Rewrite every item below, changing each occurrence of "drop one point" to "place a single point" and leaving everything else the same.

**Supplied data**
** BEGIN **

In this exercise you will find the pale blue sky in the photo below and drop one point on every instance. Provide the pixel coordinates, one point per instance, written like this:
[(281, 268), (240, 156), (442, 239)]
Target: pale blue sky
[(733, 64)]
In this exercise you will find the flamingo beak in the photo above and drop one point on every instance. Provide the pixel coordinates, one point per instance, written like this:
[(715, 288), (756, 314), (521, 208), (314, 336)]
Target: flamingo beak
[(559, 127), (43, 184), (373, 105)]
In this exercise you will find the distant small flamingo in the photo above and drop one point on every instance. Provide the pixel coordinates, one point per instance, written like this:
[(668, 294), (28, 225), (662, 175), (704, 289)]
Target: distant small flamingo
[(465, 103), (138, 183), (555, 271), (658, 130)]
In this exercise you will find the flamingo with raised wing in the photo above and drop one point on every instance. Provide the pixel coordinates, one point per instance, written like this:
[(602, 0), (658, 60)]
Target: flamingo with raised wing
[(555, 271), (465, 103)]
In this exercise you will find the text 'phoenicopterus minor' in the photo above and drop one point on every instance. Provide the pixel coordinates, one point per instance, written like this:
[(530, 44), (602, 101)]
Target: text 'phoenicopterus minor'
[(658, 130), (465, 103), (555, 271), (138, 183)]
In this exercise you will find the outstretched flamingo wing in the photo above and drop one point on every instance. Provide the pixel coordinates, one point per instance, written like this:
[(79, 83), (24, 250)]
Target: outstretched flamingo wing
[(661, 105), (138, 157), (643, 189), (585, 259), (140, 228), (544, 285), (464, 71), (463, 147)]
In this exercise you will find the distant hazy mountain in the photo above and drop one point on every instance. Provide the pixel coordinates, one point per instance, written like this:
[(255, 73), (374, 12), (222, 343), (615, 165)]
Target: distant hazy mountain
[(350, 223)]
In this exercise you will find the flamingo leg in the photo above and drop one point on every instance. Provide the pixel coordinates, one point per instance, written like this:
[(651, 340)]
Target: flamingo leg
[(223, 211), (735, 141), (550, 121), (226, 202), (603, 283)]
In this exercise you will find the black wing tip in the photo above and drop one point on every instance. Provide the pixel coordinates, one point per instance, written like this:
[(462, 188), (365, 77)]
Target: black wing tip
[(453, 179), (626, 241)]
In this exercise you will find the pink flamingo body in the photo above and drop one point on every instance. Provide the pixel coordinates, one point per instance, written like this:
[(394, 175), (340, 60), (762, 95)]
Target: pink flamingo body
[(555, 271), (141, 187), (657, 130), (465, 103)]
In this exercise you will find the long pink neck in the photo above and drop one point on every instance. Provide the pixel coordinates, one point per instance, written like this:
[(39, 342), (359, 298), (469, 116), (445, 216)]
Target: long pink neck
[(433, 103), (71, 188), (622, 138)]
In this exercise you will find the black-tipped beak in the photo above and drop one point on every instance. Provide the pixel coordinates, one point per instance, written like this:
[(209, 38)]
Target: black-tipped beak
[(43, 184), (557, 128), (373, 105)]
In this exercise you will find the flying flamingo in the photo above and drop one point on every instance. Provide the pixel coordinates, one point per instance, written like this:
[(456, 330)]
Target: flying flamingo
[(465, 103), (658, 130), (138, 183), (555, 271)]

** END **

**Written reply**
In this exercise you will find the pale blue sky in the photo below and place a single point on every instance. Provide the pixel coordinates, one point per instance, written like this:
[(281, 268), (240, 156), (442, 239)]
Target: pale blue sky
[(733, 64)]
In this exercise you will find the flamingo beak in the photo above and place a single point on every instance. Provide the pixel coordinates, one point per instance, written like this:
[(715, 288), (756, 314), (521, 208), (314, 336)]
Target: flamingo beak
[(559, 127), (43, 184), (373, 105)]
In this exercise you will find the distant small flamingo in the photo above and place a single point on every instance. Provide the pixel coordinates, one point per instance, written like this:
[(668, 294), (28, 225), (662, 175), (704, 289)]
Target: distant small flamingo
[(465, 103), (138, 183), (555, 271), (658, 130)]
In this exercise you will find the flamingo with raised wing in the photo above and place a single point on every instance. Provide the pixel coordinates, one point per instance, written like this:
[(602, 0), (658, 60)]
Target: flamingo with raised wing
[(555, 271), (465, 103)]
In this exercise you will find the text 'phoenicopterus minor' in the photo above and place a single point on every instance. Provide the pixel coordinates, one point per instance, written like this:
[(530, 44), (602, 101)]
Target: text 'phoenicopterus minor'
[(658, 130), (465, 103), (555, 271), (138, 183)]
In this exercise you will find the outstretched flamingo wing in the photo above and place a single point on every instance. Provide the pixel coordinates, one point per instance, written like this:
[(79, 83), (24, 250)]
Target: outstretched flamingo wing
[(661, 105), (138, 157), (643, 189), (585, 259), (140, 228), (544, 285), (464, 71), (463, 147)]
In this exercise you will find the distant hazy mountain in the photo above and place a single point on every instance. Provide the pixel coordinates, one point per instance, written like this:
[(255, 73), (374, 12), (222, 343), (615, 165)]
Target: distant hazy mountain
[(350, 223)]
In this exercise you will find the flamingo leg in the photo above and place a single point on every instance. Provide the pixel coordinates, one point per instance, written like this:
[(651, 340)]
Target: flamingo leg
[(223, 211), (735, 141), (550, 121), (226, 202), (603, 283)]
In this exercise you will find the black wing tip in the photo above and place a single point on every instance. Provide the pixel coordinates, one point per instance, written like this:
[(462, 188), (365, 77)]
Target: black wing tip
[(453, 179), (626, 241)]
In this exercise you will find the pink flamingo body in the photo above and place a single point on every instance. Provide the pixel coordinates, one point per instance, written like this:
[(394, 175), (340, 60), (762, 95)]
Target: pink flamingo body
[(555, 271), (141, 187), (657, 130), (465, 103)]
In this exercise you will find the long pink neck in the photo above and place a single point on every instance. Provide the pixel coordinates, one point per instance, written like this:
[(39, 342), (359, 298), (469, 116), (445, 216)]
Target: long pink neck
[(433, 103), (71, 188), (622, 138)]
In this exercise you will find the black-tipped beak in the photo above and place a single point on every instance. Provide the pixel coordinates, one point per instance, written like this:
[(209, 38)]
Target: black-tipped beak
[(43, 184), (557, 128), (373, 105)]
In this exercise you will find the flying flamingo in the photo above and place a single point on every instance. Provide the pixel coordinates, one point per instance, written like this:
[(456, 330)]
Target: flying flamingo
[(465, 103), (658, 130), (138, 183), (555, 271)]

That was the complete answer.